Onde eu estava... por Eduardo Teixeira de Sousa
"Os dias de janeiro de 1974 eram passados como aluno da 1.ª classe na Escola Francesa do Porto, a uma curta viagem de camioneta da casa de família, um apartamento no Campo Alegre. Já sabia ler: lia o Pato Donald e o Jornal de Notícias. A Rosa, cozinheira septuagenária, era analfabeta e lia-lhe os nomes que apareciam na coluna da necrologia.
O nosso andar parecia pequeno e mais silencioso depois dos primeiros passos em casas bem maiores e em regime de clã alargado, que haveria de se fragmentar pela política uns meses depois; nessa altura, apesar de ser sabido que lá em casa se era contra o regime, ainda não tinha idade para saber que éramos da oposição, embora já partilhasse de um espírito generosamente anticlerical - incluindo a quinta do meu bisavô em Barcelos, das quais guardo memórias vivas de dias rodeado de tias, visitas da casa, prendas e doces.
A minha mãe, ainda que absorvida pelos panos e fraldas do meu recém-nascido e único irmão sempre ia conseguindo algum tempo para me contar histórias e me orientar as leituras, enquanto procurava tempo para retomar os seus estudos, interrompidos com o casamento. O meu pai - a reto- mar a carreira médica atrasada pela ausência de anos em serviço militar na Guiné - estava finalmente presente.
Na vida familiar sucediam-se as visitas, incluindo as estadias prolongadas de uma ou outra das tias-avós de Lisboa, que traziam compotas e conseguiam sempre deixar terminada uma nova camisola de malha, das que picavam no pescoço. As brincadeiras eram partilhadas com muitas outras crianças e incluíam várias novidades: Legos mais elaborados, pistolas de fulminantes espanholas, exércitos de plástico coloridos.
Brincando lá fora, o momento era o de emular as aventuras dos Pequenos Vagabundos, uma série francesa que passava aos sábados na televisão a seguir aos cartoons do Vasco Granja [na verdade, o programa de "desenhos animados" de Granja só se iniciou após o 25 de Abril, mas ainda em 1974]. Ao lanche, com sorte, haveria pastéis de chila, éclaires, bolas de Berlim; e uma ou outra laranjada. Uns meses antes, no Café Moderno havia aparecido uma maquineta de diversão elétrica em que me deixavam jogar duas partidas de cada vez por um escudo: chamava-se Pong. Às quartas-feiras à tarde era dia de ir ao cinema. No S. João, Batalha, Águia D’Ouro, Trindade, Rivoli, Terço. Não sei que estaria em cartaz há 50 anos: Mary Poppins, Dumbo, Cinderela, talvez algum Tótó? Penso que o hábito, que prolonguei até à idade adulta, foi formado nesta fase.
Não me recordo de tédio nos momentos de silêncio: desde o tratar do canário à releitura sucessiva de Disney, Astérix e Tintim, a mais uma narração de um dos álbuns de fotografias da família, havia com que me entreter, num tempo em que os adultos pareciam ter outro tempo para falar connosco.”

* _Enunciado da tarefa_: Segundo o excerto da página, que nome tinha a máquina de diversão elétrica que apareceu no Café Moderno?

* _Linhas fornecidas_:
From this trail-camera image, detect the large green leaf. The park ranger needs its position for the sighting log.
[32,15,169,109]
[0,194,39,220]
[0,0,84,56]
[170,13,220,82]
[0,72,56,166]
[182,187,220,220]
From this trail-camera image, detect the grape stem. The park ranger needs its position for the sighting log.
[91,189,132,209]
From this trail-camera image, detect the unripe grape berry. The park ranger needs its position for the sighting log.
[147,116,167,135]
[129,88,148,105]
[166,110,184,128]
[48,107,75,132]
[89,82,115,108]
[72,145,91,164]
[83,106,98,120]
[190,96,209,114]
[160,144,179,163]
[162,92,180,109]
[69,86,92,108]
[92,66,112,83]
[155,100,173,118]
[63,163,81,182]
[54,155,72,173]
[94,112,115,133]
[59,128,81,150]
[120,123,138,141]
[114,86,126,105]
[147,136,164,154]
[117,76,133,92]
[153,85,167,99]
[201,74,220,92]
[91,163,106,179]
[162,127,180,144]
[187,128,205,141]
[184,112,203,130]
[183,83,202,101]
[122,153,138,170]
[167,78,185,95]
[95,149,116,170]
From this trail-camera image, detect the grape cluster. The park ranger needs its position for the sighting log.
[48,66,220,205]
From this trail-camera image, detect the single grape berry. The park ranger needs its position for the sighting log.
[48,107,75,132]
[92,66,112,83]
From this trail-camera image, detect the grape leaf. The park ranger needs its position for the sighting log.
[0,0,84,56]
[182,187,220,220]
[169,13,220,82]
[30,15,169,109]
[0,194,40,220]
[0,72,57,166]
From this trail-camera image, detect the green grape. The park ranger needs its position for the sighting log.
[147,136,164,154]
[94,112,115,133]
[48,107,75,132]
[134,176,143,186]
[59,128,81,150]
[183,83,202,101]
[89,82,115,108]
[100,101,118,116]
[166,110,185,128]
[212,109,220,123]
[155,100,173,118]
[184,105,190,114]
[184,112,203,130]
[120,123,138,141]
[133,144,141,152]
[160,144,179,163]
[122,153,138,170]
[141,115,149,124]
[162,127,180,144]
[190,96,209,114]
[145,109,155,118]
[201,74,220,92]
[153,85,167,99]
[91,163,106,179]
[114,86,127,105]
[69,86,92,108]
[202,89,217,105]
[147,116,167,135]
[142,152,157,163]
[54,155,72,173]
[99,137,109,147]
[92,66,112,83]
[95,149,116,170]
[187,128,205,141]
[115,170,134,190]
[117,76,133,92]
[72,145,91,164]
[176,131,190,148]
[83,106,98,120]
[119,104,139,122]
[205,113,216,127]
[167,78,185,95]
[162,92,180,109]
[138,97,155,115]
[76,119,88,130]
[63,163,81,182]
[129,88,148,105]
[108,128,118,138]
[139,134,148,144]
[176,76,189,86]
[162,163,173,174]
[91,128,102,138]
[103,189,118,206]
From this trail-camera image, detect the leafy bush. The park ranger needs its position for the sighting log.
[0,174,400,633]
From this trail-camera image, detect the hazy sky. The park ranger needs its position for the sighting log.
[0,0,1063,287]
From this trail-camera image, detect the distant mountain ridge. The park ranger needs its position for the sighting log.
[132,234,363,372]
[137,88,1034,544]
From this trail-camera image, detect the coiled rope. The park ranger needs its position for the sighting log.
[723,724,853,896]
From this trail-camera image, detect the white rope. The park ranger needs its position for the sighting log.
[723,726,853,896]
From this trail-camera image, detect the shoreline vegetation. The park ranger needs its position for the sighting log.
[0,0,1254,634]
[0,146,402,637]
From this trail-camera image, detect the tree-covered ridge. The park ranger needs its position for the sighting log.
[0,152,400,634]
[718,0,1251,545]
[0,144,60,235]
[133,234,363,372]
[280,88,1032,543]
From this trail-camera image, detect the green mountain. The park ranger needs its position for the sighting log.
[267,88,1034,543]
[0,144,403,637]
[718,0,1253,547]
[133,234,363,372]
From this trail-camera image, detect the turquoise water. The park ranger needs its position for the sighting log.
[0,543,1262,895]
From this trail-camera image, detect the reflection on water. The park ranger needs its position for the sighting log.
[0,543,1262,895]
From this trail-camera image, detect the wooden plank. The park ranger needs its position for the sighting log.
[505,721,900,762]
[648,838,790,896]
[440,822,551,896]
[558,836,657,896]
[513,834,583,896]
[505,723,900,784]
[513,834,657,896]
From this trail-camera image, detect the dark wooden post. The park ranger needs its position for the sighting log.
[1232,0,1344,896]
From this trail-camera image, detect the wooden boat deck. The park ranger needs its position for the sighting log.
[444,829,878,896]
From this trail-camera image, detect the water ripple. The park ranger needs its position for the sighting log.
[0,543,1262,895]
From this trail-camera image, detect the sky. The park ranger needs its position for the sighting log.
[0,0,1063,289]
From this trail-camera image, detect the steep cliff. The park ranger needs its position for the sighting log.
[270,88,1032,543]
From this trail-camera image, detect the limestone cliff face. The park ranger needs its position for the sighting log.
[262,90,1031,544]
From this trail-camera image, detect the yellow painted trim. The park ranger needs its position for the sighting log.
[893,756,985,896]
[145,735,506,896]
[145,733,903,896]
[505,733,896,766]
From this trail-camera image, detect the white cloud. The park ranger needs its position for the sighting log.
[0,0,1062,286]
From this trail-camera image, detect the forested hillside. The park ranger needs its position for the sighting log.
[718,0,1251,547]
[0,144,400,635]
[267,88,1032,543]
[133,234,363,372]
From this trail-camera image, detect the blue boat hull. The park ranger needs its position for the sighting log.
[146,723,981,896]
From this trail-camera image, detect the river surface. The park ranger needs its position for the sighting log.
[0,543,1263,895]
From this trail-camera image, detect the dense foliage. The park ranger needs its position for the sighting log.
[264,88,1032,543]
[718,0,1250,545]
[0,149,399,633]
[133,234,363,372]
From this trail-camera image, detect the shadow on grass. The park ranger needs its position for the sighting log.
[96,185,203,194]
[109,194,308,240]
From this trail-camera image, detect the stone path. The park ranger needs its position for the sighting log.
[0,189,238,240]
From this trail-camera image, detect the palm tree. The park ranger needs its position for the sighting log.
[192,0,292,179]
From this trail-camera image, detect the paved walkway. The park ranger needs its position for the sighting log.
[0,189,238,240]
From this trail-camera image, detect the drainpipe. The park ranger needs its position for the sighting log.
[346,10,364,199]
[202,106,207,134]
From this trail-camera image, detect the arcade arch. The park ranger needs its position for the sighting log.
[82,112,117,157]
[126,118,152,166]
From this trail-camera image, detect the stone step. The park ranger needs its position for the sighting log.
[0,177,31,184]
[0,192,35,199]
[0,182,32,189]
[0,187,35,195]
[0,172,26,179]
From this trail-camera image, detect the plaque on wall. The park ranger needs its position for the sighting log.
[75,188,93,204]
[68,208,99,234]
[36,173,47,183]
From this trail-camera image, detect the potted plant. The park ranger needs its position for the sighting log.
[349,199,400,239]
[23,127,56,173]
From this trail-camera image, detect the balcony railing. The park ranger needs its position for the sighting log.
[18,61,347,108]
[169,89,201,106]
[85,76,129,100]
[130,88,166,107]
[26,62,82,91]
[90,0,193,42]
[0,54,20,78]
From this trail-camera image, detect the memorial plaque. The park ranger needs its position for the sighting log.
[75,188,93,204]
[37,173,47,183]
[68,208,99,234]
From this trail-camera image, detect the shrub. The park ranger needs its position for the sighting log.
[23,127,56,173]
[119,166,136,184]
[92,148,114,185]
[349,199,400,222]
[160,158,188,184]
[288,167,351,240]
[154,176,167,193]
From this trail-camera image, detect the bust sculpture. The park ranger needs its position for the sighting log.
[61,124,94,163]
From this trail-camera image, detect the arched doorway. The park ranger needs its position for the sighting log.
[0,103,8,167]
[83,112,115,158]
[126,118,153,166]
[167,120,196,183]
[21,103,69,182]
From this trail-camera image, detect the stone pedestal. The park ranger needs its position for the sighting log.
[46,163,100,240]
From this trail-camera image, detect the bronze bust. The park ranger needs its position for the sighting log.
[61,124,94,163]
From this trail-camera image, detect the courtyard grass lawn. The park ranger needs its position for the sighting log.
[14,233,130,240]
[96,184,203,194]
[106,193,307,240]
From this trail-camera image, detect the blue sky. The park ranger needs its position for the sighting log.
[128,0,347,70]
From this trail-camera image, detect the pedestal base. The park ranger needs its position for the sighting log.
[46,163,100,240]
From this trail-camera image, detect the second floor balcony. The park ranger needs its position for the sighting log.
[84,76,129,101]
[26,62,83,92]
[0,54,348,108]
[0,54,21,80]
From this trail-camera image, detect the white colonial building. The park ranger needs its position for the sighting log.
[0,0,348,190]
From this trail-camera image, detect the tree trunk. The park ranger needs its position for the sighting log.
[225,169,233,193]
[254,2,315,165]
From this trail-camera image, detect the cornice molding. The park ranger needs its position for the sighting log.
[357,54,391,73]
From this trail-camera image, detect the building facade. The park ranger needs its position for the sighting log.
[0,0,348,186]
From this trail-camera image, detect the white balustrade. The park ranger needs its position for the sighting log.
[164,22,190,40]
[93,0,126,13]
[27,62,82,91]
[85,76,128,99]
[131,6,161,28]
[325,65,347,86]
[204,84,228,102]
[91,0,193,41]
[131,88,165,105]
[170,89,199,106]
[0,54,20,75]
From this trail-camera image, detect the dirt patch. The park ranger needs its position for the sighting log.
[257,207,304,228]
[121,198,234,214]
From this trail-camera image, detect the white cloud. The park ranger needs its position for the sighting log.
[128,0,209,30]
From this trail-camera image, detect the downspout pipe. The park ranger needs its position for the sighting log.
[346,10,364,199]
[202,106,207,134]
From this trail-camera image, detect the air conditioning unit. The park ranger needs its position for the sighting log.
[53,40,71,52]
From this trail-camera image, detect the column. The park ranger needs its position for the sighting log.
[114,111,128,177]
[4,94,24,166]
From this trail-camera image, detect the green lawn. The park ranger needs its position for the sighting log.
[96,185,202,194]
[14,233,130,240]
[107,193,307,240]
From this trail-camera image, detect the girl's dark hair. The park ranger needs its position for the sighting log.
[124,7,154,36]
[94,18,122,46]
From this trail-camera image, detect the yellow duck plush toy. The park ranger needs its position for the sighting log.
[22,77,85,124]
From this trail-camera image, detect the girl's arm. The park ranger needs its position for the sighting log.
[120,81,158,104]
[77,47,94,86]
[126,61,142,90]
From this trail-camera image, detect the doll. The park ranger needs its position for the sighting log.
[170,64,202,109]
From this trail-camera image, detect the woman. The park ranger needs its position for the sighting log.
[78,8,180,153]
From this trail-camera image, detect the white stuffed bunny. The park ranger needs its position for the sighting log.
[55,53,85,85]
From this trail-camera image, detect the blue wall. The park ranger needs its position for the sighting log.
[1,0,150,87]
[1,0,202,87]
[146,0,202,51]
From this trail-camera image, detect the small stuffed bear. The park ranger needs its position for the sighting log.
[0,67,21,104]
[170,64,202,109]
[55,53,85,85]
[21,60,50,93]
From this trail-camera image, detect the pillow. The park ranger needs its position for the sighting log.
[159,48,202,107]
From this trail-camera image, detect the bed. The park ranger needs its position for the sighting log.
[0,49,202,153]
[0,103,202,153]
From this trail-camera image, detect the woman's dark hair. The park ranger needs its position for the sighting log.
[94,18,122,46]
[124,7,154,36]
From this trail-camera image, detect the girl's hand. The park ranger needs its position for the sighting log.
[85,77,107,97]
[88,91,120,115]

* _Resolução da tarefa_: Chamava-se Pong.